▶ [Written request]:
Print all of the material below, line by line, without changing a single word.

_ _ _ _ _

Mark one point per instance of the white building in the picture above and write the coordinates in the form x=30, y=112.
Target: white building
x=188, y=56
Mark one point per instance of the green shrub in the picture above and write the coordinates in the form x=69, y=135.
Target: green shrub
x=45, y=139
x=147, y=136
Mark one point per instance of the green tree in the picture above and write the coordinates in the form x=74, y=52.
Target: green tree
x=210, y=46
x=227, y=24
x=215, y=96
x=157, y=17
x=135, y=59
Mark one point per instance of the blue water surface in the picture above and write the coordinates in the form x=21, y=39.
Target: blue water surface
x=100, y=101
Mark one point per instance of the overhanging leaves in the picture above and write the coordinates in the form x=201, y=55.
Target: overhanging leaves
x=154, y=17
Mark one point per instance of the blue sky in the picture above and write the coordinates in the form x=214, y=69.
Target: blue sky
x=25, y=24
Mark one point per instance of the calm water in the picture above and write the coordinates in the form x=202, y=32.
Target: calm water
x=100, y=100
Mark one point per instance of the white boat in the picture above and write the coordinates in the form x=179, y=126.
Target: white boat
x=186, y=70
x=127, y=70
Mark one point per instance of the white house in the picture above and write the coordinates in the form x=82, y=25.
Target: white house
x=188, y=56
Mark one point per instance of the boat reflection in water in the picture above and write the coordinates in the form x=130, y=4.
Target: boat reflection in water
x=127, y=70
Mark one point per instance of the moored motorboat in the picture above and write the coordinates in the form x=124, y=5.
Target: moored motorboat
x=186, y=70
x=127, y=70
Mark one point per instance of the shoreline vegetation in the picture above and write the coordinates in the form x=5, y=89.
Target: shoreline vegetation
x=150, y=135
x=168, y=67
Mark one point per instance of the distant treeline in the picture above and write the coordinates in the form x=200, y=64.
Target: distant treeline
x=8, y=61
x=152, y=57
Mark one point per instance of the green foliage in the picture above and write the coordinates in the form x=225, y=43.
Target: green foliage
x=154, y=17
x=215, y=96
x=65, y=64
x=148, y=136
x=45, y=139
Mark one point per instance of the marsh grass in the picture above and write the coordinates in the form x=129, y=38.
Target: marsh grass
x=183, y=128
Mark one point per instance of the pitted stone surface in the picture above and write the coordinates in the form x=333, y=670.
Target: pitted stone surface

_ _ _ _ _

▶ [Complete output]:
Mark one point per instance of the white building in the picture above and write the coordinates in the form x=30, y=112.
Target: white building
x=188, y=56
Mark one point per instance of the green shrub in the picture above and write the coordinates in the form x=69, y=135.
Target: green shrub
x=45, y=139
x=147, y=136
Mark one point per instance of the green tree in the picture above and write the coordinates in the form x=74, y=52.
Target: green tree
x=210, y=46
x=227, y=24
x=215, y=96
x=157, y=17
x=135, y=59
Mark one point per instance of the blue water surface in the picture above and write the coordinates in the form x=21, y=39.
Target: blue water surface
x=100, y=101
Mark one point per instance of the overhanging leaves in the picture above and write the coordinates in the form x=201, y=55.
Target: overhanging leaves
x=154, y=17
Mark one point per instance of the blue sky in the picture above and write the coordinates in the form x=214, y=69.
Target: blue sky
x=25, y=24
Mark one point per instance of the calm water in the picture above and write the coordinates in the form x=202, y=32.
Target: calm water
x=100, y=100
Mark one point per instance of the white boat in the picture above and write the coordinates in the form x=179, y=126.
Target: white boat
x=186, y=70
x=127, y=70
Mark one point per instance of the white house in the picture above and write the coordinates in the form x=82, y=25.
Target: white house
x=188, y=56
Mark one point per instance of the boat reflection in water in the picture above and write the coordinates in the form x=130, y=4.
Target: boat reflection in water
x=127, y=70
Mark one point per instance of the moored motorboat in the picture above and write the coordinates in the form x=124, y=5.
Target: moored motorboat
x=186, y=70
x=127, y=70
Mark one point per instance of the shoreline vegetation in the picture above and write the coordinates in the form x=5, y=89.
Target: shoreline vegetation
x=150, y=135
x=168, y=67
Mark one point per instance of the distant treeline in the picture above and write the coordinates in the form x=200, y=64.
Target: distant treeline
x=8, y=61
x=152, y=57
Mark one point per instance of the green foliage in the picture above and write the coordinates in the form x=225, y=43.
Target: green foliage
x=154, y=17
x=215, y=96
x=65, y=64
x=148, y=136
x=45, y=139
Mark one point per instance of the marsh grass in the picture above and write the coordinates in the form x=129, y=38.
Target: marsh grass
x=183, y=128
Mark one point per instance of the pitted stone surface in the picture above and write the coordinates in the form x=333, y=670.
Target: pitted stone surface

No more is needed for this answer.